◆ **Выбранный фрагмент**
+---+
Борис Александрович окончательно растерялся: ведь при этом Гремин неизбежно столкнется с другими персонажами, участниками сцены бала, и получится скандальная толкучка. Но разве ему объяснишь?! Да и снизойдет ли он до объяснений? К счастью, ассистентом постановщика по "Онегину" был Иван Эрастович Сучков — старый и опытнейший помреж, съевший собаку в подобного рода кляузных делах. Он немедленно подхватил "идею" Рейзена и с радостным видом начал вторить ему:

— А ведь верно, Марк Осипович! Вот и Александр Степанович репетировал вчера, и ему тоже было неудобно, и он, как и вы, решил входить в ту дверь, а выходить в эту...

Небольшое молчание.

— Вот что, молодой человек, — сказал наконец Рейзен, — извините, запамятовал ваше имя, я, пожалуй, войду и выйду так, как вы предложили вначале.

Иван Эрастович молча торжествовал.
+---+
◆ **Исходный список**

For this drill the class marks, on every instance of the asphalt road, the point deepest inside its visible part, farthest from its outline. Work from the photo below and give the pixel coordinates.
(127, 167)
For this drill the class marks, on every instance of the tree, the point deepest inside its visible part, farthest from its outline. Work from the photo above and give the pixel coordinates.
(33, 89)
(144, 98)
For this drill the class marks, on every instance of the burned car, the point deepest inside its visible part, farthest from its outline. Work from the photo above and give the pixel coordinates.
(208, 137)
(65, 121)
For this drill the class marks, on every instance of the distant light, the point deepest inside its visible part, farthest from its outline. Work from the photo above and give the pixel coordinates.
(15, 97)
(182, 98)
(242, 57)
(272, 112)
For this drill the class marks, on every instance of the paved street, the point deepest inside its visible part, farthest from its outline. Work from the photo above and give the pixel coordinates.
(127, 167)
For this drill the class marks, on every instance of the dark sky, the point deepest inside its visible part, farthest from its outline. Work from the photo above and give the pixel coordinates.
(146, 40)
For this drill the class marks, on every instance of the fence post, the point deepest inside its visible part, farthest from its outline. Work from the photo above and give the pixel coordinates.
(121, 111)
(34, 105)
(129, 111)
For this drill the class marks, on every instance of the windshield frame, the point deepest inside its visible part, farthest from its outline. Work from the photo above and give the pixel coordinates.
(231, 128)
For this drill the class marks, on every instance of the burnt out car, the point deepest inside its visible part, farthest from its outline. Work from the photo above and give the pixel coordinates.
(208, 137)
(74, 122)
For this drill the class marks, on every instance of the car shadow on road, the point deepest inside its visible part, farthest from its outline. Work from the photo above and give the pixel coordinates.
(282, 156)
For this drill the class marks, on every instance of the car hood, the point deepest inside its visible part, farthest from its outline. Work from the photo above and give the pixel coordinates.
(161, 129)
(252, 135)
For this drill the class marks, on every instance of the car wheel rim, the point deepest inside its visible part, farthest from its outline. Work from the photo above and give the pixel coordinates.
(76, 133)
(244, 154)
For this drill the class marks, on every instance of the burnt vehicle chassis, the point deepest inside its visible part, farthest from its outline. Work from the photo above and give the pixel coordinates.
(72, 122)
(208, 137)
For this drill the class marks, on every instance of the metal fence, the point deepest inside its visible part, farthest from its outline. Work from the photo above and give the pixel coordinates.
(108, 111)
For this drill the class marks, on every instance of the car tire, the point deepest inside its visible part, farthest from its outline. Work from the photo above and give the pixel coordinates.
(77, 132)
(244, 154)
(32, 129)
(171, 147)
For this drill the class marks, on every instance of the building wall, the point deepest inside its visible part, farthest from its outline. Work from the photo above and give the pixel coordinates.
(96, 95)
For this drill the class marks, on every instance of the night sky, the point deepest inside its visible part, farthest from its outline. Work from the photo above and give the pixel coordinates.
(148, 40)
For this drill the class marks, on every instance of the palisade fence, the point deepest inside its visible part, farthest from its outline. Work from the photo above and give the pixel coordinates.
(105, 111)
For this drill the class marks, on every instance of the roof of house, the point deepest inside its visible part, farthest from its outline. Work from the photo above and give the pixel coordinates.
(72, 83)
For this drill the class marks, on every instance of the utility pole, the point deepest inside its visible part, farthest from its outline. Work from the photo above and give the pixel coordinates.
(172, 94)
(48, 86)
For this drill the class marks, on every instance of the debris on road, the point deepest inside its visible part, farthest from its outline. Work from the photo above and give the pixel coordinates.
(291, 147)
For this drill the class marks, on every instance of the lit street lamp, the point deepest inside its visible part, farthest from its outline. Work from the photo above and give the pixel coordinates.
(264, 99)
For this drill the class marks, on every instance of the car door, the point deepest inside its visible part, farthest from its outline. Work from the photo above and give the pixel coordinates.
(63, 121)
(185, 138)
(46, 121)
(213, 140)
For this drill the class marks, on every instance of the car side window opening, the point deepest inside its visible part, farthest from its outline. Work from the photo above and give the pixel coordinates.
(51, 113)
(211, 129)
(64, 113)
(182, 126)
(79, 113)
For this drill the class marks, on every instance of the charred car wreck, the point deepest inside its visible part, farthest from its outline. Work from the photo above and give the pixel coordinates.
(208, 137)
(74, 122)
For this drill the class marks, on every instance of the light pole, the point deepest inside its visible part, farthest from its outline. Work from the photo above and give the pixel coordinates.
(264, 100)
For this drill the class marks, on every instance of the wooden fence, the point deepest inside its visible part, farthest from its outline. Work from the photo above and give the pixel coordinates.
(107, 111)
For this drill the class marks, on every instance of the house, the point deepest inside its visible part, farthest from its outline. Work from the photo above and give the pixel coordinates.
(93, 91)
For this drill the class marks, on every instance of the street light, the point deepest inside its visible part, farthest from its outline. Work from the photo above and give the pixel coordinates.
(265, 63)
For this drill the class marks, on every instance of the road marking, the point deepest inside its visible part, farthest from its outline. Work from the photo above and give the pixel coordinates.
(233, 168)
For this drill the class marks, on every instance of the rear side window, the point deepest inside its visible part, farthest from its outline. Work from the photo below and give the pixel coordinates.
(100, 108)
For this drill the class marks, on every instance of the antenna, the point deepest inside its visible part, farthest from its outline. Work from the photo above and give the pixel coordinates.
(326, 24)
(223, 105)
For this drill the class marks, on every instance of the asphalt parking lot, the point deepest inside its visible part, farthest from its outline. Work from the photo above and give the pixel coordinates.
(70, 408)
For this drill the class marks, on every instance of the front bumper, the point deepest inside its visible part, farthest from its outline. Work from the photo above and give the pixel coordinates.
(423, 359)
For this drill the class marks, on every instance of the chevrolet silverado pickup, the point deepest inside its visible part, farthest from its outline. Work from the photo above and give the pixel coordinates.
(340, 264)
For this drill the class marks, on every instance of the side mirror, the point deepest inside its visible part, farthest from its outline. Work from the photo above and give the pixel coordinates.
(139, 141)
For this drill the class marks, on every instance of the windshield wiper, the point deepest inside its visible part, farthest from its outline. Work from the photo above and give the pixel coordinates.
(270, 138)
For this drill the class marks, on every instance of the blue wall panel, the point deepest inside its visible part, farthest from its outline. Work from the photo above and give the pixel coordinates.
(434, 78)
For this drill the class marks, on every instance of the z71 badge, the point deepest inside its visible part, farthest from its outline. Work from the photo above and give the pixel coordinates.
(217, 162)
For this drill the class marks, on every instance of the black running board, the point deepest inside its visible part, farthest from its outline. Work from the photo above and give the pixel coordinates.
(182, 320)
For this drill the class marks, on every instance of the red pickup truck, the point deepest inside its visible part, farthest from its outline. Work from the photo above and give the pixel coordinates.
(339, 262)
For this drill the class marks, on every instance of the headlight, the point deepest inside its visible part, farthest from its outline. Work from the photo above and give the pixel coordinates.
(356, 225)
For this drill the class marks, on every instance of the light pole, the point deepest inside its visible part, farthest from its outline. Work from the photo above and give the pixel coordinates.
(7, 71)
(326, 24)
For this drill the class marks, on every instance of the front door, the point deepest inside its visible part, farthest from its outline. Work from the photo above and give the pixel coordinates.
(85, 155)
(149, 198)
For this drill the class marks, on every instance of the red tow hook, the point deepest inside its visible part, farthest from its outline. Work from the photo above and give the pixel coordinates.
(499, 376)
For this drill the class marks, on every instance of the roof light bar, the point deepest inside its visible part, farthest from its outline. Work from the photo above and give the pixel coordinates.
+---+
◆ **Задание A**
Ответьте по фрагменту о постановке «Онегина»:
(i) Кто был ассистентом постановщика по «Онегину»?
(ii) Кто, по словам Сучкова, репетировал вчера?
(iii) Как в итоге решил войти и выйти Рейзен?
◆ **Задание B**
Выпишите из фрагмента о постановке «Онегина» текст от слов «Небольшое молчание.» до слов «Эрастович молча торжествовал.» без изменений.

◆ **Поле ответа A**
(i) Иван Эрастович Сучков.
(ii) Александр Степанович.
(iii) Так, как ему предложили вначале.

◆ **Поле ответа B**
Небольшое молчание.

— Вот что, молодой человек, — сказал наконец Рейзен, — извините, запамятовал ваше имя, я, пожалуй, войду и выйду так, как вы предложили вначале.

Иван Эрастович молча торжествовал.